* **THE TASK**
Please return every line of the entries below word for word, leaving the pictures out.

* **DATA LISTING**
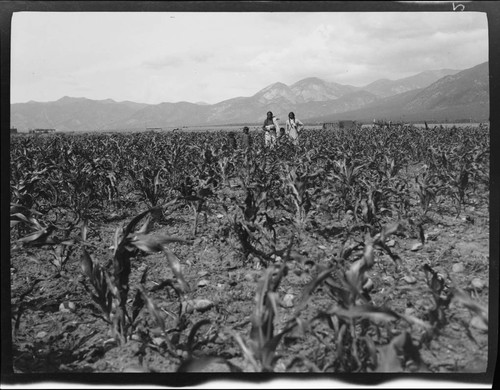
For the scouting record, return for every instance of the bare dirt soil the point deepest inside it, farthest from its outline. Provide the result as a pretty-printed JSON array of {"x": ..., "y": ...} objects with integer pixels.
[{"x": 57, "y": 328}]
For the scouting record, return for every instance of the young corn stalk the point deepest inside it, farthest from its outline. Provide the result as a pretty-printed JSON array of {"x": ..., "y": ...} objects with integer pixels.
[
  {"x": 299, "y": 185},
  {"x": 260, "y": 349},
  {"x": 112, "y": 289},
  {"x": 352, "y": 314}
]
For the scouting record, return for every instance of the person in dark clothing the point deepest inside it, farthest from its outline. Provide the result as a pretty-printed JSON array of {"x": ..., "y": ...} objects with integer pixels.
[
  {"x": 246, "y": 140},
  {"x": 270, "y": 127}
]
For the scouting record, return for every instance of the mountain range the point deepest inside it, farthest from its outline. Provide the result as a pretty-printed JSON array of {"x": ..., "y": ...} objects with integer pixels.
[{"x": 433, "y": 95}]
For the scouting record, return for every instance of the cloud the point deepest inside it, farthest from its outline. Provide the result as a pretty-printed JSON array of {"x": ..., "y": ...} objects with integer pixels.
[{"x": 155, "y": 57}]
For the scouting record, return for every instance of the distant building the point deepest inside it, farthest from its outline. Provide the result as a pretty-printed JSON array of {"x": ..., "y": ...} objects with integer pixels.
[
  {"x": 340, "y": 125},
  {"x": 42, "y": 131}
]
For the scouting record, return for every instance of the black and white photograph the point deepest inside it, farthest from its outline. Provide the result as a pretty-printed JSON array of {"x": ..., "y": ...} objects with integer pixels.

* **TASK RESPONSE**
For the scouting record, return for every instance of the bare dirt soil the point deepest inside it, farthest from its outline. Provide the result as a pretty-printed JSON array of {"x": ..., "y": ...} objects with integer pixels.
[{"x": 57, "y": 328}]
For the scouting record, return for every instance of the young corn stalk the point deepest inside it, farthest from its outline. Provide the result as a pretty-printed JSON array of {"x": ..., "y": ...} objects with integer pixels.
[
  {"x": 299, "y": 185},
  {"x": 260, "y": 349},
  {"x": 112, "y": 289},
  {"x": 352, "y": 314}
]
For the scouting record, return for every instance of the person in dark clothing the point deepest inside it, farthest from its outline. Provide the result as a pretty-printed JSON array of {"x": ..., "y": ...} objects with integer pixels.
[
  {"x": 246, "y": 140},
  {"x": 270, "y": 127}
]
For the scouting record, return for every instance of the mountain range the point deepest inside it, farthest from its outline. Provide the result as a pretty-printed JSON array of {"x": ..., "y": ...} objects with integer pixels.
[{"x": 433, "y": 95}]
For the scouting record, return for every instance of the cloud the point deepest inside it, farthest from its outline. Provide the result as a pretty-printed JSON array of {"x": ..., "y": ...} objects with integer pixels.
[{"x": 155, "y": 57}]
For the scouting record, return for every instance of the distant building the point deepest inside it, farthest from its outline. Provide the result as a pretty-printed JSON array of {"x": ..., "y": ...} objects with integer pixels.
[
  {"x": 340, "y": 125},
  {"x": 42, "y": 131}
]
For the scouting record, return for every instance of the black and white photograph the point deepest inside it, farthest from its outline. Provide the result as a pretty-printed JSON array of {"x": ..., "y": ...} objects with integer pixels.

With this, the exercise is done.